### What you need to do
a. In the text below on where fast food chains began, where and on what date did Dave Thomas open the first Wendy's?
b. Using the text below on where fast food chains began, state whether each statement agrees with it, answering yes or no and quoting the deciding words: (i) Ray Kroc was a Multimixer salesman. (ii) The first Wendy's location had a drive-thru pickup window. (iii) The McDonald brothers shortened their restaurant's name to McDonald's in 1954.

### Text provided
Where Your 14 Favorite Fast Food Chains Began

You won’t believe how some of these chains got started

McDonald’s

In 1940, brothers Mac and Dick McDonald opened McDonald’s Bar-B-Que in San Bernardino, Calif.; eight years later they decided to revamp the restaurant’s concept to specialize in their most profitable menu item, hamburgers, and shortened the name to McDonald’s. In 1954, Multimixer salesman Ray Kroc visited the restaurant and was blown away by the efficient system developed by the McDonald brothers; he started franchising the brand and bought the company one year later. 

Wendy’s

Former KFC franchise owner Dave Thomas opened the first Wendy’s location on November 15, 1969, in Columbus, Ohio. The following year, Thomas opened a second location, this time adding a drive-thru pickup window. From the beginning, the chain served up its signature square burgers and milkshakes.

### Material shown
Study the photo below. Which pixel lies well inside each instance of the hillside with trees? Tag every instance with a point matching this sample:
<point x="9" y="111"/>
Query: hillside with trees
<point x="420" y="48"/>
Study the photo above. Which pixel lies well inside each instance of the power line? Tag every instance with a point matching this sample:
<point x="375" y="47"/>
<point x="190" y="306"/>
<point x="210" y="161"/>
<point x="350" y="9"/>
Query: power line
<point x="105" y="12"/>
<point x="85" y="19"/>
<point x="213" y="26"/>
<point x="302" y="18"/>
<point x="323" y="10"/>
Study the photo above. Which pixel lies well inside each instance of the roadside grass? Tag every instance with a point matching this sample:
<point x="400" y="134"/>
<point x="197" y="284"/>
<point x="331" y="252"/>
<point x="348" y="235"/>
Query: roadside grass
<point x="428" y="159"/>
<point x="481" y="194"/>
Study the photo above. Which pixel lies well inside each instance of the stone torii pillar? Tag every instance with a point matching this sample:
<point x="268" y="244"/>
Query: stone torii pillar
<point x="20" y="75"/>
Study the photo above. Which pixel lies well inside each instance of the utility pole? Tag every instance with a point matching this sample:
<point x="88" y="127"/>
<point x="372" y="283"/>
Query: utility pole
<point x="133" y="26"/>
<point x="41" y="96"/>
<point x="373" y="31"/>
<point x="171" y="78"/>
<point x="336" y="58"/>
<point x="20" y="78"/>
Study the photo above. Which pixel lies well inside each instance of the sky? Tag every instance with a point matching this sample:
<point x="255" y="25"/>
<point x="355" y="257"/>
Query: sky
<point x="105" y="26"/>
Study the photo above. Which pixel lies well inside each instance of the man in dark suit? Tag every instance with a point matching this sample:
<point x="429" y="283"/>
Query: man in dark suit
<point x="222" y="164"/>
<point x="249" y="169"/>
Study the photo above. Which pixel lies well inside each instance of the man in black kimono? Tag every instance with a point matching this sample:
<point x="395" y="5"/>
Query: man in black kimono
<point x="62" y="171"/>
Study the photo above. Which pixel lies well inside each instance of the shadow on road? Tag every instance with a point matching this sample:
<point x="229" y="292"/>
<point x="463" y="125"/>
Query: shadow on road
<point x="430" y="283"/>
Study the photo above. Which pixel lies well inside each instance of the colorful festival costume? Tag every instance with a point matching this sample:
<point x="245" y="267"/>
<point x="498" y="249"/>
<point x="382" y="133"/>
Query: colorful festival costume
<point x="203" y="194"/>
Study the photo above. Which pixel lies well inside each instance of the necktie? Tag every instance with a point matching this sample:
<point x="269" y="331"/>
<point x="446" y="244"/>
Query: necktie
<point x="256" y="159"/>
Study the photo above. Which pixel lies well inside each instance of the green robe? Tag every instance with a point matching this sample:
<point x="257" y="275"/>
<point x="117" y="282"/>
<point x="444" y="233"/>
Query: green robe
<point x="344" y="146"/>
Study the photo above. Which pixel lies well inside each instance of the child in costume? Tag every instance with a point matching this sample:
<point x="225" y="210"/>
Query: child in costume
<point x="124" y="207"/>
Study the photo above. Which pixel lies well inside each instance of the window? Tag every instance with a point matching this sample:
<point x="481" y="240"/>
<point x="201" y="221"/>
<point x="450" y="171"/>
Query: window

### Solutions for each task
a. In Columbus, Ohio, on November 15, 1969.

b.
(i) Yes: "Multimixer salesman Ray Kroc visited the restaurant"
(ii) No: "The following year, Thomas opened a second location, this time adding a drive-thru pickup window."
(iii) No: "In 1940, brothers Mac and Dick McDonald opened McDonald’s Bar-B-Que in San Bernardino, Calif.; eight years later they decided to revamp the restaurant’s concept to specialize in their most profitable menu item, hamburgers, and shortened the name to McDonald’s."